— Begin Data section —
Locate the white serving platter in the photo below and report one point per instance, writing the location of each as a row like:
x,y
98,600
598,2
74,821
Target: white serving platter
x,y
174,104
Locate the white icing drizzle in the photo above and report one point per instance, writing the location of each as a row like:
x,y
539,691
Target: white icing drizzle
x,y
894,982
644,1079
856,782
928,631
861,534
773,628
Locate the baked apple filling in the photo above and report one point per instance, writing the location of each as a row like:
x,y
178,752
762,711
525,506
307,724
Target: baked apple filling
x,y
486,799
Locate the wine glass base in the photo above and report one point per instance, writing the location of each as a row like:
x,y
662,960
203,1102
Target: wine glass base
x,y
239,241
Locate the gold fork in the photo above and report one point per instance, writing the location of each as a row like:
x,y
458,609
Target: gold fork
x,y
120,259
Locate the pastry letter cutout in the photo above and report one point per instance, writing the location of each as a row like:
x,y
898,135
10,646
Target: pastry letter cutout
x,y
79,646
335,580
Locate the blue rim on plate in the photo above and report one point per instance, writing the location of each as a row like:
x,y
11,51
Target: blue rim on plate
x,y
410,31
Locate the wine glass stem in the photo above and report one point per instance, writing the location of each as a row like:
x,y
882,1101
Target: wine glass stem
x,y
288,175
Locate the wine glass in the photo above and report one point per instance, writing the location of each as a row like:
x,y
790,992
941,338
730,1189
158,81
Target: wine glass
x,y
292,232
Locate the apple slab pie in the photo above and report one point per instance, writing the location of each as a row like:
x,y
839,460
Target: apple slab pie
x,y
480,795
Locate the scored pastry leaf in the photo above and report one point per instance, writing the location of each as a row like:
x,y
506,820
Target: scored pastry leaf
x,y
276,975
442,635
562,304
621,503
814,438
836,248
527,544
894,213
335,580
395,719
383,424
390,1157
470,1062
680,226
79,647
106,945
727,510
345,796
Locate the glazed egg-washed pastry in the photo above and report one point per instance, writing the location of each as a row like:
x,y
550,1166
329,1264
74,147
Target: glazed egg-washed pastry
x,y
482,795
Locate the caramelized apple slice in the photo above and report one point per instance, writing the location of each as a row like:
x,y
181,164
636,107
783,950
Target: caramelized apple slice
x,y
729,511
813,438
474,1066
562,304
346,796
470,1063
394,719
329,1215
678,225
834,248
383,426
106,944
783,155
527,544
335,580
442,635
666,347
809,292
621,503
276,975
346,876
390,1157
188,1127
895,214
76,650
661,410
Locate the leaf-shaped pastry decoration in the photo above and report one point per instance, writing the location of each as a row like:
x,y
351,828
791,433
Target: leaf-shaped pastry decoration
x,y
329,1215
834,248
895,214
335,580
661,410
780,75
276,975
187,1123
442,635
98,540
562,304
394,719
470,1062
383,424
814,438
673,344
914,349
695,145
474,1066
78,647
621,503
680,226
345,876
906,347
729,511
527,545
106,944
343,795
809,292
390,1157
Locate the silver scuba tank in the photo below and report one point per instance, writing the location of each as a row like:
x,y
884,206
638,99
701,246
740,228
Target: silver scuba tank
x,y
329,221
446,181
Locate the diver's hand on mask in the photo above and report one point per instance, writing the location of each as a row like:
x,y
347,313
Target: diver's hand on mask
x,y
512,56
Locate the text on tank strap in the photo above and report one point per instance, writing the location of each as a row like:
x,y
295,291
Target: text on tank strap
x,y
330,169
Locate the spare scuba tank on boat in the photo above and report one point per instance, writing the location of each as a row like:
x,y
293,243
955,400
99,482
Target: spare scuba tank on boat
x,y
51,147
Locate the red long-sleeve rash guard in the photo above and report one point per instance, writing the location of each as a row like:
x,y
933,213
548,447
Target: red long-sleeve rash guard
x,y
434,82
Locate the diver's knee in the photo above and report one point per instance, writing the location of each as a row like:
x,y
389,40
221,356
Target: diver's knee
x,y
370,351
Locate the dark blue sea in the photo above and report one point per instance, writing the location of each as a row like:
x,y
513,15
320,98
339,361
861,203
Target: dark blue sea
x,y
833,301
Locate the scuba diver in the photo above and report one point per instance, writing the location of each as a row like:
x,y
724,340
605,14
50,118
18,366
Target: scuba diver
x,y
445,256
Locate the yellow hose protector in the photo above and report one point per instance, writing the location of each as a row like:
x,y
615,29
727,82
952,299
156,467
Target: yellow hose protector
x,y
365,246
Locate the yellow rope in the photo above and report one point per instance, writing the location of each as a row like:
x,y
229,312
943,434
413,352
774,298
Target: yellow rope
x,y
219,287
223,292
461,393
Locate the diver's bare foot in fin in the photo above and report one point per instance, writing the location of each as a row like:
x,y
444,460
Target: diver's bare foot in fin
— End Data section —
Work required: Write out all of the entries above again, line for line and without changing a character.

Answer to this exercise:
Locate the white serving platter in the photo below and report one point per instance, writing the location of each as a row like:
x,y
98,600
598,2
74,821
Target: white serving platter
x,y
174,104
Locate the white icing drizzle in the photo above and report one point per instance, writing the location of each as a row like:
x,y
539,691
Target: white icing drizzle
x,y
894,982
644,1079
856,782
928,631
861,534
773,628
Locate the baked apple filling in the photo above and report one point per instance, writing the location of each as a row like:
x,y
178,752
762,711
525,506
307,724
Target: baked apple filling
x,y
486,799
Locate the wine glass base in the photo above and report one point per instance, writing the location of each as a row like:
x,y
662,960
203,1102
Target: wine glass base
x,y
239,241
Locate the gold fork in the photo above and report one point per instance, writing the location of each as a row like:
x,y
458,609
Target: gold fork
x,y
120,259
Locate the pastry letter cutout in the photo above and report one point per instance, writing the location of each as a row like:
x,y
898,135
10,646
Target: pastry letter cutout
x,y
79,646
335,580
Locate the blue rim on plate in the photo above and report one point per instance, writing the location of each as a row like:
x,y
11,51
Target: blue rim on plate
x,y
410,31
Locate the wine glass stem in the photo above and report one point per instance, writing the location of each as a row like:
x,y
882,1101
Target: wine glass stem
x,y
288,175
Locate the wine glass in the photo above and report one point per instance, writing the location of each as a row like:
x,y
790,992
941,338
730,1189
158,81
Target: wine glass
x,y
292,232
Locate the apple slab pie in the photo above and report one point per instance, writing the location of each as a row like:
x,y
839,460
Target: apple slab pie
x,y
480,795
Locate the scored pastry leaf in the photo above and report one point per instance, writing the location of each as a row like:
x,y
506,820
Target: scored pastry leaf
x,y
276,975
442,635
562,304
621,503
814,438
836,248
527,544
894,213
335,580
395,719
383,424
390,1157
470,1062
680,226
79,647
106,945
727,510
345,796
Locate the glazed egg-washed pastry in the photo above and report one point per instance, writing the location of each as a row like:
x,y
550,1166
329,1264
74,147
Target: glazed egg-washed pastry
x,y
482,795
Locate the caramelized apple slice in the photo above and report one point per instance, writing the location of each as a row like:
x,y
181,164
636,107
783,950
Target: caramelized apple slice
x,y
729,511
813,438
474,1066
562,304
346,796
470,1063
394,719
329,1215
678,225
834,248
383,426
106,944
783,155
527,544
335,580
442,635
666,347
809,292
621,503
276,975
346,876
390,1157
188,1127
895,214
76,650
661,410
Locate the leaf-shaped pastry decoration in the photo above and report one point per instance, writing the location of each as a row like:
x,y
351,828
791,433
Target: leaf-shaped pastry decoration
x,y
329,1215
834,248
895,214
335,580
661,410
780,75
276,975
187,1123
442,635
98,540
562,304
394,719
470,1062
383,424
814,438
673,344
914,349
695,145
474,1066
78,647
621,503
680,226
345,876
906,347
729,511
527,545
106,944
343,795
809,292
390,1157
Locate the silver scuba tank in the photo below and report one point per instance, writing the location of each as a row like:
x,y
884,206
638,99
701,246
740,228
Target: silver scuba tank
x,y
329,221
446,181
Locate the diver's hand on mask in the photo above and report one point per instance, writing the location of each as a row like:
x,y
347,313
Target: diver's hand on mask
x,y
512,56
Locate the text on tank strap in the photo above and report one point per instance, writing the location of each as a row like:
x,y
295,291
Target: text on tank strap
x,y
330,169
Locate the spare scuba tank on boat in the photo above and report one point per instance, writing the location of each as a row like:
x,y
293,243
955,400
99,482
Target: spare scuba tank on boat
x,y
51,147
Locate the red long-sleeve rash guard in the photo above and report one point per instance, writing the location of each as a row like:
x,y
933,213
548,447
Target: red long-sleeve rash guard
x,y
434,82
Locate the diver's knee in the photo above and report one point per instance, writing the location of each as a row like:
x,y
389,40
221,356
Target: diver's knee
x,y
370,351
Locate the dark blue sea in the photo above and report one point per instance, writing the location of each as a row like:
x,y
513,15
320,98
339,361
861,203
Target: dark blue sea
x,y
833,301
Locate the scuba diver in the photo above and report one point per instance, writing the location of each as a row like:
x,y
724,340
605,14
50,118
18,366
Target: scuba diver
x,y
445,256
Locate the yellow hose protector in the photo above and report one point per instance, writing the location of each as a row like:
x,y
615,29
727,82
952,299
156,467
Target: yellow hose protector
x,y
365,246
Locate the yellow rope in the photo above and report one point per instance, writing the location of each as a row like:
x,y
229,312
943,434
413,352
774,298
Target: yellow rope
x,y
219,287
223,292
461,393
Locate the diver's bare foot in fin in the photo above and report one point per instance, writing the location of each as a row like:
x,y
444,460
Target: diver's bare foot in fin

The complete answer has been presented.